TASK 1: Repeat the Polish grammar discussion word for word, everything from "But the fact" down to "terminology in English).".

PAGE TEXT:
Well, it completely forgets the word "żadne", although of course the meaning is more or less the same...


But the fact there is a blue apple: D


I am just curious to understand how is żadny a demonstrative in Polish? Is it because of the double negative? I thought żadny was (indefinite) pronoun. Can anyone help?


Actually "żadny" isn't a correct form, although it seems like a perfectly logical one. "żaden" is used instead.

No, it's not a demonstrative pronoun at all. Frankly, It's a negative pronoun (no idea if that's correct terminology in English).

This skill is called "Determiners", but it covers a lot more.


So how do you translate the English double negative into Polish? It has a distinct meaning from positive sentences, but is that all there can be in Polish to translate an English double negative? Just a positive sentence?


Well, we'd need to consider specific examples. If that's something like "We don't need no education" or "I don't need no man", then putting aside what we think about the grammar there, the meaning is the same as with a single negative, so it translates simply to "Nie potrzebujemy edukacji"/"Nie potrzebuję mężczyzny", which are definitely negative sentences.

I believe you mean some other kinds of sentences, but I'd need to see an example.


How would I say ' not all apples are blue'?


"Nie wszystkie jabłka są niebieskie."

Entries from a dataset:
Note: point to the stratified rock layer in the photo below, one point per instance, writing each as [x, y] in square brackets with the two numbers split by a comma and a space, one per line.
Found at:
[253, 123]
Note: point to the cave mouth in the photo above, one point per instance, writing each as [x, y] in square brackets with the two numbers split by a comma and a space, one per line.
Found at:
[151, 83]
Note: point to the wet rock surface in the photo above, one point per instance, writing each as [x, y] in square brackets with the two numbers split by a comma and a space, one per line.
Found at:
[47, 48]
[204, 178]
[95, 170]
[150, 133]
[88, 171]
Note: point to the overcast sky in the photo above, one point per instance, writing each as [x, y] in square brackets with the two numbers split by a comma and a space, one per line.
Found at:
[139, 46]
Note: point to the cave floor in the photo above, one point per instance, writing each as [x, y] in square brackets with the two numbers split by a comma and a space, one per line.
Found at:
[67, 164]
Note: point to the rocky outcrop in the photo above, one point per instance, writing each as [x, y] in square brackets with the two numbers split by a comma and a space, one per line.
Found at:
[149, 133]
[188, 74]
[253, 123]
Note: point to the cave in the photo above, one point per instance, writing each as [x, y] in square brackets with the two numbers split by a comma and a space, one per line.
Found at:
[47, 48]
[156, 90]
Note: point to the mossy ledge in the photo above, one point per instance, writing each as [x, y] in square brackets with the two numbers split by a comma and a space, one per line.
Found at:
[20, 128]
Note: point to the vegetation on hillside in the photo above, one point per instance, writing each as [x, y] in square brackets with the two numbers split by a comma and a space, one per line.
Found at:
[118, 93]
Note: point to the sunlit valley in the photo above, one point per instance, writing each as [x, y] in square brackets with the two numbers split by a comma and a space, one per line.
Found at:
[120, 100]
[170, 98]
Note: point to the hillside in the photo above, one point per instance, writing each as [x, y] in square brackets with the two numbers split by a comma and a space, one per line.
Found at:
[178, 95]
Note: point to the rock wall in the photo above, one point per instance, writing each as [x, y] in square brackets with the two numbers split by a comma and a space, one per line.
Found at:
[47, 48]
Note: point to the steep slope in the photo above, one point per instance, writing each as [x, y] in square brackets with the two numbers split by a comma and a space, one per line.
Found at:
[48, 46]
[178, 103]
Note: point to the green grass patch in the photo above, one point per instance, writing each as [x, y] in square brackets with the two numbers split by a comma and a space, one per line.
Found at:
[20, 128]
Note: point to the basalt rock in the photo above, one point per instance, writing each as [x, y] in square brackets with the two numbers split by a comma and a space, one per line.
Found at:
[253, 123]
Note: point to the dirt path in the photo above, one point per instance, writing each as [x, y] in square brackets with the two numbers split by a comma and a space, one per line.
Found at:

TASK 2: Give the entries as a numbered list, everything from the line containing "Note: point to the basalt" down to the end of the entries, leaving out any blank lines.

OUTPUT 1:
But the fact there is a blue apple: D


I am just curious to understand how is żadny a demonstrative in Polish? Is it because of the double negative? I thought żadny was (indefinite) pronoun. Can anyone help?


Actually "żadny" isn't a correct form, although it seems like a perfectly logical one. "żaden" is used instead.

No, it's not a demonstrative pronoun at all. Frankly, It's a negative pronoun (no idea if that's correct terminology in English).

OUTPUT 2:
1. Note: point to the basalt rock in the photo above, one point per instance, writing each as [x, y] in square brackets with the two numbers split by a comma and a space, one per line.
2. Found at:
3. [253, 123]
4. Note: point to the dirt path in the photo above, one point per instance, writing each as [x, y] in square brackets with the two numbers split by a comma and a space, one per line.
5. Found at:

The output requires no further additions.